## PASSAGE FOURNI
########
Le récit semble au départ assez classique, convoquant tous les codes du yakuza eiga : l’ancien gangster qui voudrait s’écarter, les trahisons, les luttes de territoire, les magouilles interclans. Mais Gosha en fait surtout le portrait d’un monde qui se désagrège, un dernier état des lieux avant la casse. L’honneur n’est plus qu’un mot, et encore. Ici, tout n’est que transactions, deals et intérêts financiers. On est pleinement dans le sous-genre du jitsuroku eiga, cette veine quasi-documentaire sur le fonctionnement réel de la pègre chère à Kinji Fukasaku. Le basculement se cristallise autour d’un kidnapping qui vire au meurtre, événement sordide qui dévoile l’ampleur de la corruption et des liens troubles entre gangsters et médias, un thème encore aujourd’hui brûlant au Japon.

Sur cette matière rugueuse, Gosha pose un regard sans concession. Egawa, incarné par Noboru Andō, est un ex-yakuza désabusé, brisé par les années de taule et la vision de sa compagne passée dans les bras du boss. Aucun romantisme, aucune rédemption héroïque. Juste la vie d’un homme fatigué, lucide, coincé entre des loyautés mortes et des dettes morales qu’il traîne comme des chaînes. Avec son emblématique cicatrice et son passé réel de yakuza, Andō apporte au personnage une présence foudroyante et un charisme à l’ancienne. Il a ce magnétisme presque animal qui rappelle le Delon de la grande époque, celui qui n’avait pas besoin de parler pour bouffer l’écran. Même économie de gestes, même autorité silencieuse. Ce n’est pas un héros mais un survivant errant, un type qui traverse son propre naufrage sans illusion.
########
## LIGNES DE DONNÉES
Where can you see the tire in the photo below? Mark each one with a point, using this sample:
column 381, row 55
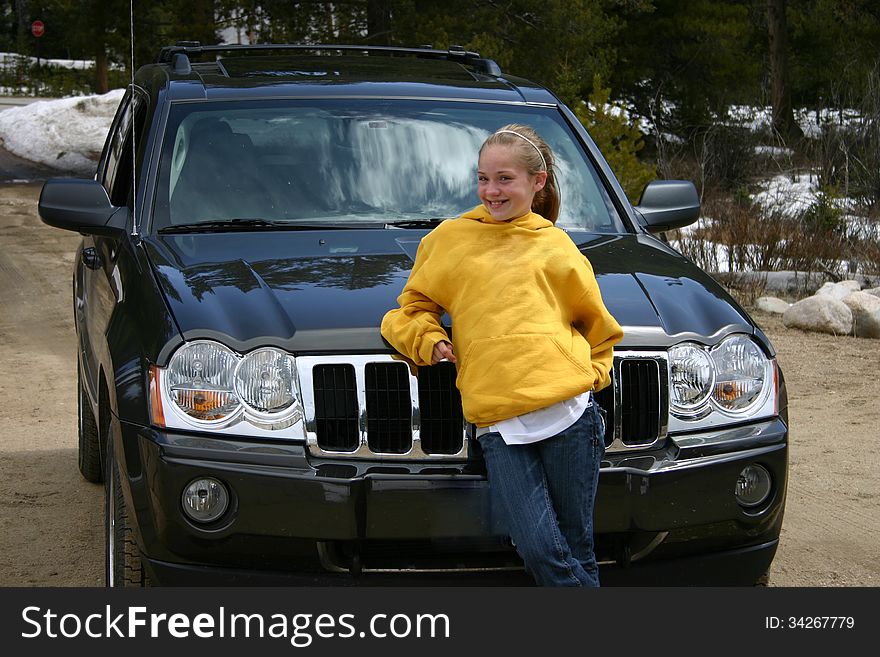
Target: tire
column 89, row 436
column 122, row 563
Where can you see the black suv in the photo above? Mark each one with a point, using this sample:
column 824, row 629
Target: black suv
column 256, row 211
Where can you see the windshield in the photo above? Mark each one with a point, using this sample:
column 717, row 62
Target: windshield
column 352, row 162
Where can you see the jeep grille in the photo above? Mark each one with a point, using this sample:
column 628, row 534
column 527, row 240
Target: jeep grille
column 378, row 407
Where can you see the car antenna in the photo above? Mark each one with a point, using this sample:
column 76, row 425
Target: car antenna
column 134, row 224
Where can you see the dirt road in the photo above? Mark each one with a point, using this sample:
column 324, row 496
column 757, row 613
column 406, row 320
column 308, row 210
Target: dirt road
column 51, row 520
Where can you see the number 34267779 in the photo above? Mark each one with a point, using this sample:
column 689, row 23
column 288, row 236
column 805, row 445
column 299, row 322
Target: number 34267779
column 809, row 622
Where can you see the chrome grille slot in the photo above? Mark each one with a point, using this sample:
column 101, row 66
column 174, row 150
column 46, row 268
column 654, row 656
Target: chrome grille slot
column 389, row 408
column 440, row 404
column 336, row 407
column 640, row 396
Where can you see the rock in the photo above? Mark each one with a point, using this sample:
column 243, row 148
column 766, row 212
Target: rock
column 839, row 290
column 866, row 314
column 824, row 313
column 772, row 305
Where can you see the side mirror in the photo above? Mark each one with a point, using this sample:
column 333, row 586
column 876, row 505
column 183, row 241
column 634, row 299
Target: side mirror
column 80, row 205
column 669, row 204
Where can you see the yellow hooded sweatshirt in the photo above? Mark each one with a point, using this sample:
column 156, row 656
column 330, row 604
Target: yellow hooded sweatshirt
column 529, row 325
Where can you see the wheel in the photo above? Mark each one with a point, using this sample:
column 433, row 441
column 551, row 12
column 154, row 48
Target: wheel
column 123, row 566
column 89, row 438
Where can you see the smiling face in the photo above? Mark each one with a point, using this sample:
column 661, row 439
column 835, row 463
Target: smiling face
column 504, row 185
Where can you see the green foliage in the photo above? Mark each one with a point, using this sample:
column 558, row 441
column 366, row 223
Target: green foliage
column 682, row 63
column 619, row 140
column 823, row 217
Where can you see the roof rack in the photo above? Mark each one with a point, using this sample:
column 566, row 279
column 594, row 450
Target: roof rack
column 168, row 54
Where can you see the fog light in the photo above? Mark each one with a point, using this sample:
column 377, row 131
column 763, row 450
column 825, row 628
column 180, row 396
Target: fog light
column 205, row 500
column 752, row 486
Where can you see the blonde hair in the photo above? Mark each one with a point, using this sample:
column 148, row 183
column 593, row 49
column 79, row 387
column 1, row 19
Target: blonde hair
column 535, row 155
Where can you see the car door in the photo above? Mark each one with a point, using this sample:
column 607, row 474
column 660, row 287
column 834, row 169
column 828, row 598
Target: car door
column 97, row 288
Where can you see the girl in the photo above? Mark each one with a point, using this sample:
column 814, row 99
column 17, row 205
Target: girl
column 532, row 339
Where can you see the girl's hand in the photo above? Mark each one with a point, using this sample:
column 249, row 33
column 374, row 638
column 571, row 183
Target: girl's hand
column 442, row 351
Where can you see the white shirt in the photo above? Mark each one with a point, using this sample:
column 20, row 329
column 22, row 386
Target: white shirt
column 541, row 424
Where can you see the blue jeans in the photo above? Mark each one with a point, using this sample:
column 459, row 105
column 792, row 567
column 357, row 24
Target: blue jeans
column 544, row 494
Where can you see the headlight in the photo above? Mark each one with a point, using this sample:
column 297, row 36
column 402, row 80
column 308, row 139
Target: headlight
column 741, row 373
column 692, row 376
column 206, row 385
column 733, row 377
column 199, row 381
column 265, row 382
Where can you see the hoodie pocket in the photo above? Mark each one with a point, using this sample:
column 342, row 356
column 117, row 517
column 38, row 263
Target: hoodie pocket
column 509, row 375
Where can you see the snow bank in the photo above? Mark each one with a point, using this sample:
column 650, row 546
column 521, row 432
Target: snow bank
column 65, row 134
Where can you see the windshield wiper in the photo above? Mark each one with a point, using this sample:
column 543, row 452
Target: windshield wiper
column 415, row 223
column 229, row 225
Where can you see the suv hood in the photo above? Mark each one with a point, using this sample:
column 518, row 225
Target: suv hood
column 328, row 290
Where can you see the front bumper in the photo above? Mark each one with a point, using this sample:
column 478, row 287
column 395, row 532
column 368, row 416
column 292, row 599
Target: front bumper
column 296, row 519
########
## TRAVAIL DEMANDÉ
1. Recopiez le passage de « Sur cette matière » à « naufrage sans illusion. » en substituant « prison » à « taule ».
2. Ces affirmations concordent-elles avec le passage ? Pour chacune, répondez par oui ou non et citez les mots du passage qui tranchent. (a) Egawa est interprété par Noboru Andō. (b) Le récit s'inscrit dans le sous-genre du jitsuroku eiga. (c) Egawa connaît une rédemption héroïque.
3. D'après le passage, autour de quel événement le basculement se cristallise-t-il ?
Les lignes de données forment un matériau à part, indépendant du passage.

## RÉSULTATS DANS L'ORDRE
1.
Sur cette matière rugueuse, Gosha pose un regard sans concession. Egawa, incarné par Noboru Andō, est un ex-yakuza désabusé, brisé par les années de prison et la vision de sa compagne passée dans les bras du boss. Aucun romantisme, aucune rédemption héroïque. Juste la vie d’un homme fatigué, lucide, coincé entre des loyautés mortes et des dettes morales qu’il traîne comme des chaînes. Avec son emblématique cicatrice et son passé réel de yakuza, Andō apporte au personnage une présence foudroyante et un charisme à l’ancienne. Il a ce magnétisme presque animal qui rappelle le Delon de la grande époque, celui qui n’avait pas besoin de parler pour bouffer l’écran. Même économie de gestes, même autorité silencieuse. Ce n’est pas un héros mais un survivant errant, un type qui traverse son propre naufrage sans illusion.

2.
(a) Oui : « Egawa, incarné par Noboru Andō ».
(b) Oui : « On est pleinement dans le sous-genre du jitsuroku eiga ».
(c) Non : « Aucun romantisme, aucune rédemption héroïque. »

3. Autour d’un kidnapping qui vire au meurtre.